▸ **TEXTO FORNECIDO**:
Nas viagens feitas por assessores e seguranças de 2019, as maiores despesas do ano passado foram feitas pelo gabinete da Presidência do STF ou de órgãos de direção ligados à Presidência, como diretoria-geral, secretaria-geral ou cerimonial, mas sempre na “prestação de serviço ao ministro” – no caso, o presidente Dias Toffoli. Foram gastos R$ 90 mil com passagens de seguranças, assessores e dirigentes da casa.
Foram registradas 18 viagens para serviços de segurança e assessoria, no valor total de R$ 94 mil, em atendimento ao gabinete do ministro Luiz Fux – presidente recém empossado do Supremo. Mais 11 viagens, no valor de R$ 71,4 mil, para atender ao gabinete do ministro Lewandowski; 18 viagens, no valor de R$ 48 mil, para atender Gilmar Mendes; e 7 viagens, no valor de R$ 8,4 mil, para Edson Fachin.
O custo das viagens de assessores e seguranças é ainda maior por conta das diárias pagas pelo tribunal. Mas o cálculo dessa despesa é impreciso porque o tribunal divulga os dados em duas planilhas distintas, uma com o valor das passagens e outra com o valor das diárias de cada servidor por mês. E alguns servidores executam outras tarefas além de assessorar ou fazer a segurança dos ministros.
Viagens internacionais do STF
O blog comparou os gastos de 2019 com os de 2018 porque 2020 está sendo um ano atípico, em consequência da pandemia da Covid-19. Neste ano, até julho, foram gastos R$ 289 mil com passagens de seguranças e assessores, sendo R$ 103 mil em “viagens secretas”. No ano passado, foram R$ 2 milhões, com R$ 553 mil em voos secretos. Em 2018, as despesas somaram R$ 1,07 milhão, sendo R$ 407, em viagens com informações restritas.
Apesar de todas as restrições, pelo menos foram divulgadas em detalhes as viagens internacionais, justamente as mais caras. Como exemplo, a passagem do ministro Dias Toffoli para São Petesburgo (Rússia), em maio de 2018, custou R$ 48 mil. O voo para a Comissão de Veneza, em outubro do mesmo ano, ficou por R$ 41,5 mil. Os ministros têm direito a bilhete de primeira classe.
Mas houve ainda as despesas do assessor de Assuntos Internacionais Fábio Marzano e do juiz Márcio Boscaro, que acompanharam Toffoli nos dois eventos. Mais R$ 100 mil com passagens e R$ 125 mil em diárias, incluindo as do ministro. A conta das duas missões fechou em R$ 315 mil. O ministro esteve ainda na cerimônia de canonização da Irmã Dulce, no Vaticano, em outubro de 2019, com outros dois assessores. Mais R$ 82 mil em passagens e diárias.

▸ **A FAZER**:
**A.** Reproduza o trecho do texto sobre as viagens do STF que vai de "Apesar de todas" até "de primeira classe.".
**B.** Por favor, continue o texto sobre as viagens do STF a partir do ponto em que ele termina.

▸ **LINHAS FORNECIDAS**:
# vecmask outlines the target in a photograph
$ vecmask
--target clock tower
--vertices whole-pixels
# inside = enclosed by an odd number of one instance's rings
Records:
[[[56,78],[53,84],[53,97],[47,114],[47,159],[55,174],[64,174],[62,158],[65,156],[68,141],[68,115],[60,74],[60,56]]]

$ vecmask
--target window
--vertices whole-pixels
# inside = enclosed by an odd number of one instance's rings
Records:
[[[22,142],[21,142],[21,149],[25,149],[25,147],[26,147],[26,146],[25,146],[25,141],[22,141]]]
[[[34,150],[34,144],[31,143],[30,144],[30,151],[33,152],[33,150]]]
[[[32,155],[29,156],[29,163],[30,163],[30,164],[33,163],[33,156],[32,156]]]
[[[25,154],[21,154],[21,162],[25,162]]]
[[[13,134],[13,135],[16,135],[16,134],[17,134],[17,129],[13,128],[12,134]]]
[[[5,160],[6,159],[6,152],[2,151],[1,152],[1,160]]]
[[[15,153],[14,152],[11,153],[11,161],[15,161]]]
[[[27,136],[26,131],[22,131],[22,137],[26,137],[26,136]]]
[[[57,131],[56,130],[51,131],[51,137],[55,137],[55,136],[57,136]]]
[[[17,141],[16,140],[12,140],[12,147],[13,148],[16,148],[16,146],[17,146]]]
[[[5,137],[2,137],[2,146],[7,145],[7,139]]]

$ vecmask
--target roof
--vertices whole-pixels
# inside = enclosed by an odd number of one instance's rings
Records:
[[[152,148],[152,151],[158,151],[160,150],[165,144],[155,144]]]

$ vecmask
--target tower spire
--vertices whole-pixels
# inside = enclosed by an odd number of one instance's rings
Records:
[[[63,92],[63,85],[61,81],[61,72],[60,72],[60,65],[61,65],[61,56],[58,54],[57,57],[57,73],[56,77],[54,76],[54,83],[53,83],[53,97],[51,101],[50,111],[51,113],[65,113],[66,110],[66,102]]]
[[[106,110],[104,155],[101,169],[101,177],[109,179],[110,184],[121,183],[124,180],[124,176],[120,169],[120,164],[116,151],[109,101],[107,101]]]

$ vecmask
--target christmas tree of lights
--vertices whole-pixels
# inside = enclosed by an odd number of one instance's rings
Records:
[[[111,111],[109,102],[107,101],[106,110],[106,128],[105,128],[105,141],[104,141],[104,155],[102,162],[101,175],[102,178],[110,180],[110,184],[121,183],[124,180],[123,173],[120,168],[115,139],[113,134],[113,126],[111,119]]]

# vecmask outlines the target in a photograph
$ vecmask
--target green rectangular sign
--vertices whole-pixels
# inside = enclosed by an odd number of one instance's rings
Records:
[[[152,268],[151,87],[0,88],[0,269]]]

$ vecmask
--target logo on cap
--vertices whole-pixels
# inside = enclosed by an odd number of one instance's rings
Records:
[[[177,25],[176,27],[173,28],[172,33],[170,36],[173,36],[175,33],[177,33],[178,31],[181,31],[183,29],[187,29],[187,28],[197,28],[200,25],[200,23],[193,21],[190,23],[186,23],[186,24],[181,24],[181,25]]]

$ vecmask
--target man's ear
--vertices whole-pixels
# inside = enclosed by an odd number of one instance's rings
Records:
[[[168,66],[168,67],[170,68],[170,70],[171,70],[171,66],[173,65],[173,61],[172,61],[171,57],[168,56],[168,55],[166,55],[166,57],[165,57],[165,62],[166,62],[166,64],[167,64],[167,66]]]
...
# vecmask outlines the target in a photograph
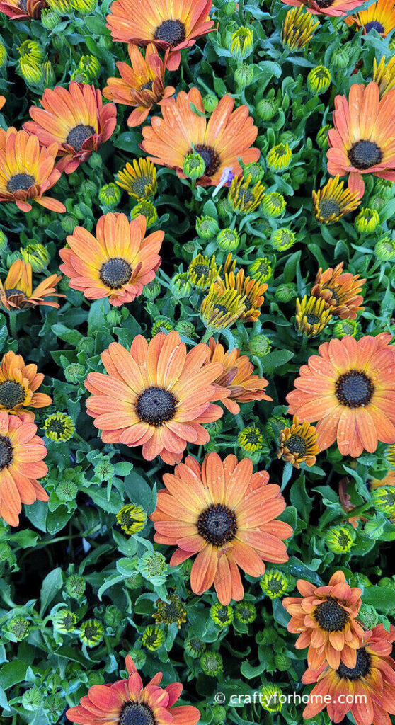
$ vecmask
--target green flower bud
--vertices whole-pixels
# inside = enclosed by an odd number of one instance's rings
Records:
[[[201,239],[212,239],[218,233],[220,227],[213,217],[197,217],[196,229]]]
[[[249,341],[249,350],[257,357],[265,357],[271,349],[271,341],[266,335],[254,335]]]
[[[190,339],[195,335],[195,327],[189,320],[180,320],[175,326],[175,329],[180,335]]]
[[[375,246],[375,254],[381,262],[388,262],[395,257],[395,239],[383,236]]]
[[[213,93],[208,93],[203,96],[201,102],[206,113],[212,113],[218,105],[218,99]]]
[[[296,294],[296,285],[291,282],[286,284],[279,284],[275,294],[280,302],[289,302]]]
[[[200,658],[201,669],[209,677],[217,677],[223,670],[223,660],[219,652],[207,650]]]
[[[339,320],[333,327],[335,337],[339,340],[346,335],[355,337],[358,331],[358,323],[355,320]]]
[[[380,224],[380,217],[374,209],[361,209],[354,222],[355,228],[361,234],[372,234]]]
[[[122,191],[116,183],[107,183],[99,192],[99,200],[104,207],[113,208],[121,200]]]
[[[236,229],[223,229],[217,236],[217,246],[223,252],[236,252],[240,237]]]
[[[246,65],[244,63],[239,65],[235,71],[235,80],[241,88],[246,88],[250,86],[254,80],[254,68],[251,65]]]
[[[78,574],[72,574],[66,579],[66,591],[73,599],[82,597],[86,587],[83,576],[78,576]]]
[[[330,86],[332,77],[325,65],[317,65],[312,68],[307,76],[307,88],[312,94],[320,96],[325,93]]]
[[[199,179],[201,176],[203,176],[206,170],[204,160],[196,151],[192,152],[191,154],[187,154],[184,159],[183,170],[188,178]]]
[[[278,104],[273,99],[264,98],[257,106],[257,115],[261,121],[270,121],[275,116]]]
==
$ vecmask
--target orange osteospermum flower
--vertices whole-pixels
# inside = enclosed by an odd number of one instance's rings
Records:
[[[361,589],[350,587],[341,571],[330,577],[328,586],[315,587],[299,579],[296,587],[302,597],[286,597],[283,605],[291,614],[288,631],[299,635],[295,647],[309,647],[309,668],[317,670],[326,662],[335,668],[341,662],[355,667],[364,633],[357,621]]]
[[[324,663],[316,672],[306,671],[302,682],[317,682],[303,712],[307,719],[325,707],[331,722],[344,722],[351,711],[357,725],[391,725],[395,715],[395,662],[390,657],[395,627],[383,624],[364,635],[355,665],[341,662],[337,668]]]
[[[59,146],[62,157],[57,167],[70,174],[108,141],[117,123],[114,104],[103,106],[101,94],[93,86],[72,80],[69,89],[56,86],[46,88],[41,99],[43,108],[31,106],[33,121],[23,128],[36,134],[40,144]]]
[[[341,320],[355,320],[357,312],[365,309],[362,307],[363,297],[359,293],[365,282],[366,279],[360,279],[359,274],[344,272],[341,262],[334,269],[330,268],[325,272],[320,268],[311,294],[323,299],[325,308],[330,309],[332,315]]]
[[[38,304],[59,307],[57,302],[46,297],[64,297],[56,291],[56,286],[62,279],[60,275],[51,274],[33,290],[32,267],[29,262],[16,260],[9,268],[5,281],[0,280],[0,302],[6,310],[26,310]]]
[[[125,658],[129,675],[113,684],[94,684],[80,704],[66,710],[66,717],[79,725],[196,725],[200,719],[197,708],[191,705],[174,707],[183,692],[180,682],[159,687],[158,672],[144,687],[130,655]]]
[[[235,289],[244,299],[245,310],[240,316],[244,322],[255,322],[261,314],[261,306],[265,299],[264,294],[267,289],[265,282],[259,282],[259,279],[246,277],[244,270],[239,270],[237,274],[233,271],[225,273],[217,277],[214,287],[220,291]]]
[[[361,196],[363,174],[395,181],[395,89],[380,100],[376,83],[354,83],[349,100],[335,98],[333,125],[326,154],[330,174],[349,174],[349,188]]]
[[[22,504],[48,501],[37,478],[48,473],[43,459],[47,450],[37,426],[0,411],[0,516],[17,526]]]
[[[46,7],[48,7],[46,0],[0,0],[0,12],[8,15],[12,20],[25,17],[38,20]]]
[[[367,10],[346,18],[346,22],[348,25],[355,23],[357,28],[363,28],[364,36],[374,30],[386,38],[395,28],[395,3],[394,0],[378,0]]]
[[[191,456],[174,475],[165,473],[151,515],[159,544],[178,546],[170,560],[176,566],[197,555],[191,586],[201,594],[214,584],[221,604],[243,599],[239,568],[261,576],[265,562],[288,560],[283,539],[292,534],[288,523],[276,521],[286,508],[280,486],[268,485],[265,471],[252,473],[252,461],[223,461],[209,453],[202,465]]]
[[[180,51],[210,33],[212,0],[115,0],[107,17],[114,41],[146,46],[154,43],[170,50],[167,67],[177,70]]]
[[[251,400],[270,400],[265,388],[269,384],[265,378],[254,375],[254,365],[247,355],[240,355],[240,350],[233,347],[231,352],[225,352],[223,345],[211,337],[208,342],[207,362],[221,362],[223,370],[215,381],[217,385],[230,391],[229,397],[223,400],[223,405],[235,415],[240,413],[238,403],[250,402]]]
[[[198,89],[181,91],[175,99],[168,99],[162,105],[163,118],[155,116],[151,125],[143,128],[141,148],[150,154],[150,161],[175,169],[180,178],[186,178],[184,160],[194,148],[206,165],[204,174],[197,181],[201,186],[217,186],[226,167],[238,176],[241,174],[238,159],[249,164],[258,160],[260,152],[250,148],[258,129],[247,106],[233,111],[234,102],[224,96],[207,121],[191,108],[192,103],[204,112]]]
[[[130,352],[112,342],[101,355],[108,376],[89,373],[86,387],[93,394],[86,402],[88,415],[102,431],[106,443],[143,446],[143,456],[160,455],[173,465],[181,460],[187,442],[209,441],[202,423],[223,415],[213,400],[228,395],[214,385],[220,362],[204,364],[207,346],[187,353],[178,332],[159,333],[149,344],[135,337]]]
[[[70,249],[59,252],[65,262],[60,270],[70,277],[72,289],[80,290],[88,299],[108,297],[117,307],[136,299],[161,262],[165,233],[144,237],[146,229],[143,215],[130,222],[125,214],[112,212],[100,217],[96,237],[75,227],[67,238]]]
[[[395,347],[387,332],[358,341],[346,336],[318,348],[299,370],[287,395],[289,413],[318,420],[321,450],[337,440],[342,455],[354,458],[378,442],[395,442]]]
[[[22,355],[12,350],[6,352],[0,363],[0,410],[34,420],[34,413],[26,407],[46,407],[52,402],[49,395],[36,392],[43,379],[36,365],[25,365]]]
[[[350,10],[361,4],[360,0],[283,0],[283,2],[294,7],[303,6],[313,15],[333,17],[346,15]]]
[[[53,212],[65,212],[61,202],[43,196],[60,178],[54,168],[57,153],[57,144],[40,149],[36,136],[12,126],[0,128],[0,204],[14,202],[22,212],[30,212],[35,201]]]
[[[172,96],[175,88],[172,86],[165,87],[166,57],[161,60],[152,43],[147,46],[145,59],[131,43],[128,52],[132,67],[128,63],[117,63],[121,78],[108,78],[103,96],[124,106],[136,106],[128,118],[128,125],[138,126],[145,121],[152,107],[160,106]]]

▸ **RESPOSTAS POR TAREFA**:
**A.**
Apesar de todas as restrições, pelo menos foram divulgadas em detalhes as viagens internacionais, justamente as mais caras. Como exemplo, a passagem do ministro Dias Toffoli para São Petesburgo (Rússia), em maio de 2018, custou R$ 48 mil. O voo para a Comissão de Veneza, em outubro do mesmo ano, ficou por R$ 41,5 mil. Os ministros têm direito a bilhete de primeira classe.

**B.**
“Pagamentos ilegais” de passagens
No julgamento das contas do STF relativas ao exercício de 2017, como revelou o blog, o TCU relatou que auditoria interna do próprio tribunal apurou a concessão de passagens para uso não vinculado ao objeto de serviço dentro da “Cota Anual”. Os ministros não podem usar a cota em viagens para proferir palestras pagas, dar aulas ou comprar passagens para esposas e parentes, por exemplo.
O Controle Interno do STF alertou os riscos decorrentes de pagamentos indevidos das cotas anual e mensal, em decorrência da infringência de leis e da não observância de princípios constitucionais como interesse público, legalidade, impessoalidade e moralidade. Citou ainda: “Risco à imagem do STF e do Judiciário, em virtude da manutenção de pagamentos ilegais e que violam o interesse público”.
Em decisão anterior, em julho de 2019, o TCU já havia determinou ao STF a publicação, na sua página na internet, de informações sobre concessão de passagens aéreas aos respectivos ministros, incluindo aquelas custeadas por meio de cotas de representação institucional, em atendimento à Lei de Acesso à Informação. Mas a decisão do TCU recomendou a publicação de “extrato de despesas mensais por autoridade” – uma medida que não resulta na transparência desses gastos públicos.